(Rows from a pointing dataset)
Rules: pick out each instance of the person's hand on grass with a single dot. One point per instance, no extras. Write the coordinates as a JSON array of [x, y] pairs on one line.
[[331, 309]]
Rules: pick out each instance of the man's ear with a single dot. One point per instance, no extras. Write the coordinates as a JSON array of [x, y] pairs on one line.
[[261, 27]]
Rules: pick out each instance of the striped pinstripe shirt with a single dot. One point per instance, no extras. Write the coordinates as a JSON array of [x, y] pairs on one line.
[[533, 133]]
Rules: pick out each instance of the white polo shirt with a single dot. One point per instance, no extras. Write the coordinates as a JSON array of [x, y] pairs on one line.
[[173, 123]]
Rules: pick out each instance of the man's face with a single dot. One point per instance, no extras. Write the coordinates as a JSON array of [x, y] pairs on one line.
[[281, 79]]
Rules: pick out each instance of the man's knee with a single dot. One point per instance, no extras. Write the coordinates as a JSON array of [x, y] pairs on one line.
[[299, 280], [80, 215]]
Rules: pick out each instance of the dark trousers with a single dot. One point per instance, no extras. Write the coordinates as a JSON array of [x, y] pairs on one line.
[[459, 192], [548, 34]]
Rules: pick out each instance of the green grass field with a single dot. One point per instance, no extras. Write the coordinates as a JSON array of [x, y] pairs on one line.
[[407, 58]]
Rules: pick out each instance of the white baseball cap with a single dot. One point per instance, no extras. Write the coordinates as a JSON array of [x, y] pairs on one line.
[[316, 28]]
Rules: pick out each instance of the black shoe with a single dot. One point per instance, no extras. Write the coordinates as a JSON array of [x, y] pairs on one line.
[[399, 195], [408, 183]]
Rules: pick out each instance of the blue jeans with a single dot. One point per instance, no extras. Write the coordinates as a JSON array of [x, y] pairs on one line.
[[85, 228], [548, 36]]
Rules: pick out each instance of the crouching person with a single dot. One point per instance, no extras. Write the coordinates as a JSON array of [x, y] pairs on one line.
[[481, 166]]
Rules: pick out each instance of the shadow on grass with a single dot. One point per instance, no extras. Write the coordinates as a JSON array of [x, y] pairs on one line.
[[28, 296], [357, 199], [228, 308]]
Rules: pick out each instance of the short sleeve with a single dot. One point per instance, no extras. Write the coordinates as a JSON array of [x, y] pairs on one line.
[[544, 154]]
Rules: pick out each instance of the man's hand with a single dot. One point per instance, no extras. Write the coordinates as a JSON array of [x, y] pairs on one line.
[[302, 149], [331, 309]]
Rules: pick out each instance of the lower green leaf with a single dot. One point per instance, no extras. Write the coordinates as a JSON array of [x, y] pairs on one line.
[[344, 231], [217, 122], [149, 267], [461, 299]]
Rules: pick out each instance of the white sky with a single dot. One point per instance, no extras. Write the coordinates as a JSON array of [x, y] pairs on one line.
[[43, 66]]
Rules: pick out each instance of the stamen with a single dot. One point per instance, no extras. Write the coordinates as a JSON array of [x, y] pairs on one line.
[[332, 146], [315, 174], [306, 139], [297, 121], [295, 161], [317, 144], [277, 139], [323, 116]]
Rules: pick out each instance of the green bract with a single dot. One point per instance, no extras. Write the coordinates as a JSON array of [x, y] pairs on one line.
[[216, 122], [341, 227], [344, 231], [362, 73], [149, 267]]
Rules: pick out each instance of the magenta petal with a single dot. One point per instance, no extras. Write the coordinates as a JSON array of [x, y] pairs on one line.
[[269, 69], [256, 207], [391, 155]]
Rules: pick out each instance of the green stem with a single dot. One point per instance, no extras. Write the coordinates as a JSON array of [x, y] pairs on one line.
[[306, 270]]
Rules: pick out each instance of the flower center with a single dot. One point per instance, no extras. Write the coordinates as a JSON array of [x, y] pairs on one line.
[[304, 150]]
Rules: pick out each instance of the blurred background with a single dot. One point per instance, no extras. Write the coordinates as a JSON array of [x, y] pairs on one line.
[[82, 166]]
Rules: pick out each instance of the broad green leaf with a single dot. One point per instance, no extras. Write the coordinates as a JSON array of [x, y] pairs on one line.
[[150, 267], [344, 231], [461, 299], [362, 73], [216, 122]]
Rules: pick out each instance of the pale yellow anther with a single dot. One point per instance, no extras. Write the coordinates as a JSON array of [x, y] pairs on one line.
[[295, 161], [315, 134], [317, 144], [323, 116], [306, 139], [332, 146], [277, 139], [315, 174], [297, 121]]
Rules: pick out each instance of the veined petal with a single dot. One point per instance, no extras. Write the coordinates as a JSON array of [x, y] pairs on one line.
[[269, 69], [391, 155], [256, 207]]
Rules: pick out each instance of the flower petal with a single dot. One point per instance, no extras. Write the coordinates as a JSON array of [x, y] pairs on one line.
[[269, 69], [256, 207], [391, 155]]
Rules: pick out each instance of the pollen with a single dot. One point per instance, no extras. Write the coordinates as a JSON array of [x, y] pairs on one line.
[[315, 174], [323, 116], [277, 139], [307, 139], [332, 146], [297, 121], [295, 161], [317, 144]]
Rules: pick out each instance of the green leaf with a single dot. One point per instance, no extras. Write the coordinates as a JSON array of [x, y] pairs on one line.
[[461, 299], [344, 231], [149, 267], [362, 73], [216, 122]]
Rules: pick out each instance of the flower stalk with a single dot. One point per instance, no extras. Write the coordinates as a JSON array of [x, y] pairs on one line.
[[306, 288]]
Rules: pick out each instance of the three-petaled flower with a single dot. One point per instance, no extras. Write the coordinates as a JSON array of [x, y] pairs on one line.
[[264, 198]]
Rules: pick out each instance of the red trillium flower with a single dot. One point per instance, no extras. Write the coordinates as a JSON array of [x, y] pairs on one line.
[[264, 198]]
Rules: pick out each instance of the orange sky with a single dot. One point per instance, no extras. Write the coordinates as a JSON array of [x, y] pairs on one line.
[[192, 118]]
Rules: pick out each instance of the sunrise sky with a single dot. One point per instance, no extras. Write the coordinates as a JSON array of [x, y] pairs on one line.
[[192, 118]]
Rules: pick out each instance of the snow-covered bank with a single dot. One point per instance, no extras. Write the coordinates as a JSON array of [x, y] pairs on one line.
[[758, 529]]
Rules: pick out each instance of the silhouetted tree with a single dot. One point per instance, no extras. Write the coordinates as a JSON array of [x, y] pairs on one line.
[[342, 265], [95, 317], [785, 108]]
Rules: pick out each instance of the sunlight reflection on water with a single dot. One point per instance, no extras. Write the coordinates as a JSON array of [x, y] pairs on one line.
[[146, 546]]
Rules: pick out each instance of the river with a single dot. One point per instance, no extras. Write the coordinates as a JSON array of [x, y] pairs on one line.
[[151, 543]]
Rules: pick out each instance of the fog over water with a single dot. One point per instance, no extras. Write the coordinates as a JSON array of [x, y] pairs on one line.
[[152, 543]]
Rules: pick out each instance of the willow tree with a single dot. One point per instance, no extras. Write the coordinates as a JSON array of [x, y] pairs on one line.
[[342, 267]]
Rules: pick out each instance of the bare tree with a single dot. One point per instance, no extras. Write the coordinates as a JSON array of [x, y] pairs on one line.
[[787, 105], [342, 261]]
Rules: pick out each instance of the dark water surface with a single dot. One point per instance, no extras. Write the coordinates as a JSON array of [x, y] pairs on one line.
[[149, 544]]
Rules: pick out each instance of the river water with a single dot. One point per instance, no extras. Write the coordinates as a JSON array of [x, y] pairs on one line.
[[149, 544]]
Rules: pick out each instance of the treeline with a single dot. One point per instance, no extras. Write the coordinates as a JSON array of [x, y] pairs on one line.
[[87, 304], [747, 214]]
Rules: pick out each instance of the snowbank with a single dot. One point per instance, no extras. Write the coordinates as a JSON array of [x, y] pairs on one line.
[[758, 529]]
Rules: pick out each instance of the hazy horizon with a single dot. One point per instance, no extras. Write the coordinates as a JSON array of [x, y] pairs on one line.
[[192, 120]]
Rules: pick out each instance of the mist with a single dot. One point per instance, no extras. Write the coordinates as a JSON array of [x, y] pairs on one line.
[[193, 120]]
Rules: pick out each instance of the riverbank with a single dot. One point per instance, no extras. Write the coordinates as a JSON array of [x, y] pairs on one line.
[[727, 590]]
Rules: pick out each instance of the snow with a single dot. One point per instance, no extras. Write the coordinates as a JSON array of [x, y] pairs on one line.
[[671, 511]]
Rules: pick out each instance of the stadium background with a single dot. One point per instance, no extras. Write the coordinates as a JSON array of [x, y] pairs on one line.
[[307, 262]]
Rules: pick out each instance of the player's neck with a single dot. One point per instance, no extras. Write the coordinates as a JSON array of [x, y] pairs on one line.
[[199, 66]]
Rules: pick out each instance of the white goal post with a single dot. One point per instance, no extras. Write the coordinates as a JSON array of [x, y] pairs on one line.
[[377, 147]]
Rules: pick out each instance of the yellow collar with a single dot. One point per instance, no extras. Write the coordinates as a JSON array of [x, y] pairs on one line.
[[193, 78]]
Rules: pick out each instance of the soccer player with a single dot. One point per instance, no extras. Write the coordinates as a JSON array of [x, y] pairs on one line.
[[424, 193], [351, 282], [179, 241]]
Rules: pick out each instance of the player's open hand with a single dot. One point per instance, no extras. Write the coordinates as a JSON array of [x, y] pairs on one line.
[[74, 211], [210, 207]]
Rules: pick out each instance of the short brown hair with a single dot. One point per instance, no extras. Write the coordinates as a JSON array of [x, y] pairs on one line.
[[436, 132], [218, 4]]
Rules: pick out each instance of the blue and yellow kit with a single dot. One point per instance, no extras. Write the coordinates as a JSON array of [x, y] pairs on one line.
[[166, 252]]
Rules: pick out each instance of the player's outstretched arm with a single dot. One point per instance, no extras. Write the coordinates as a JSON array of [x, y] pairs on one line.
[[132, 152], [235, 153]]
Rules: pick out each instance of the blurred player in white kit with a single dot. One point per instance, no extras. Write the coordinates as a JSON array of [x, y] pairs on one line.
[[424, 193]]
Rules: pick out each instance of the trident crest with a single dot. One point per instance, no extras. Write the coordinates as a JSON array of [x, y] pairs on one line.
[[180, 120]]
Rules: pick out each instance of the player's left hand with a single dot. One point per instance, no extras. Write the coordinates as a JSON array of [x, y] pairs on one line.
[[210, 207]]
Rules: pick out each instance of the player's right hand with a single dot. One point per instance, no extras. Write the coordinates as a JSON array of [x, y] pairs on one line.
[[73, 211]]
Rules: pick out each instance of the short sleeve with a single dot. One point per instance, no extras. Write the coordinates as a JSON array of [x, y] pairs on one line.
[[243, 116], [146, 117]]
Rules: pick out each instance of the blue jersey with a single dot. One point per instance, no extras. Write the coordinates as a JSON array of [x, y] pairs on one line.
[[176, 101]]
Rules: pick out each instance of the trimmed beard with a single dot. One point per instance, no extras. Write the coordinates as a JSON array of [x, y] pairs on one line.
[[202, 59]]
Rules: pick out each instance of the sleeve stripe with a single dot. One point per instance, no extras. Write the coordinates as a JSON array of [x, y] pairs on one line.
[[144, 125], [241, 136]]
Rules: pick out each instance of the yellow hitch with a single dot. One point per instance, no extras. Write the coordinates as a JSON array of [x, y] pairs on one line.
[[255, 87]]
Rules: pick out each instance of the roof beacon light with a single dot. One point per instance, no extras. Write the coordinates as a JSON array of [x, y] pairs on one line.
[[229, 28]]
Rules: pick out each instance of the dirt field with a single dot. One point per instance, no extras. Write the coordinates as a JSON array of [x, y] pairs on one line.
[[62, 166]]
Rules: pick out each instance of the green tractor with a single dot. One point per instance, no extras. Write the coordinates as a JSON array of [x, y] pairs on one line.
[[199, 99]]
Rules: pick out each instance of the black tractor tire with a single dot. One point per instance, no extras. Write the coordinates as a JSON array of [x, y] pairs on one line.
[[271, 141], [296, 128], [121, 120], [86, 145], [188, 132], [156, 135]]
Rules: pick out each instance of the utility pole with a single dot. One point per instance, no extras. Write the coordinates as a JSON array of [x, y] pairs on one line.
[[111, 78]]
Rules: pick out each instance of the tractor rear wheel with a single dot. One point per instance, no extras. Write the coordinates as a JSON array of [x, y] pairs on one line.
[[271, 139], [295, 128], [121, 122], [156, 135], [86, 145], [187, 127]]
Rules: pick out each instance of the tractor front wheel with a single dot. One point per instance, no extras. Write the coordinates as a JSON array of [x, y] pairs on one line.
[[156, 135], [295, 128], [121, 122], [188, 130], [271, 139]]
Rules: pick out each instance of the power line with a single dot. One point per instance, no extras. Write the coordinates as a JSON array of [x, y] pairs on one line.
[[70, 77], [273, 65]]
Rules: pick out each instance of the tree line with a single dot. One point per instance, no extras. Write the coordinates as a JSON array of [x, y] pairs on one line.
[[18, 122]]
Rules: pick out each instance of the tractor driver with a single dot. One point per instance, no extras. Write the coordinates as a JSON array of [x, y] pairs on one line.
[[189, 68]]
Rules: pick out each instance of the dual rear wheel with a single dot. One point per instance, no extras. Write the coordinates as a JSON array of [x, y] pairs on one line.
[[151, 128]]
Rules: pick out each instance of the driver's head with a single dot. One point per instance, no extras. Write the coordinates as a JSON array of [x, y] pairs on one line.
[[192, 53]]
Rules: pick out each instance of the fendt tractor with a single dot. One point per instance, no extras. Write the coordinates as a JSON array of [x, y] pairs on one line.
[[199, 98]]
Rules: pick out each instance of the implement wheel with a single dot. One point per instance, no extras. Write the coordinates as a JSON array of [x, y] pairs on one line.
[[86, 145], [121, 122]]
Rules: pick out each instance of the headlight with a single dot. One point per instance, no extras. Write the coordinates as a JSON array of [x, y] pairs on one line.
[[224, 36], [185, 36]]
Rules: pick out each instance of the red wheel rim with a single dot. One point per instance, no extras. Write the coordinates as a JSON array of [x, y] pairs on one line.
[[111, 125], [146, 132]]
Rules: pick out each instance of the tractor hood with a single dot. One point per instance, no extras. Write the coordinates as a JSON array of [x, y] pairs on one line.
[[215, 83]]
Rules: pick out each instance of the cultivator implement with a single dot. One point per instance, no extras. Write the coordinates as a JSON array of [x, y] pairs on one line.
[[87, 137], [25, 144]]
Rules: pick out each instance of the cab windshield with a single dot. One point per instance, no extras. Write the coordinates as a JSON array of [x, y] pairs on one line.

SET TASK: Copy out word for word the lines of the data from the one containing "Rules: pick out each instance of the stamen" up to and including the one containing "[[306, 270]]".

IN RESPONSE:
Rules: pick out each instance of the stamen with a single dot. One point per instance, no extras. Write the coordinates as a JSON array of [x, y] pairs on one line.
[[332, 146], [315, 174], [306, 139], [297, 121], [295, 161], [317, 144], [277, 139], [323, 116]]
Rules: pick out each instance of the green bract with a single dot. One point per instance, no extras. Write the coordinates as a JSON array of [x, y] pairs on one line.
[[216, 122], [341, 227], [344, 231], [362, 73], [149, 267]]
Rules: pick out each instance of the magenta petal with a single dot. One point per instance, no extras. Write the coordinates as a JSON array of [x, y] pairs on one line.
[[269, 69], [256, 207], [391, 155]]
Rules: pick out each instance of the green stem with a single dot. One point per instance, no extras. Write the coordinates as a JSON array of [x, y] pairs on one line.
[[306, 270]]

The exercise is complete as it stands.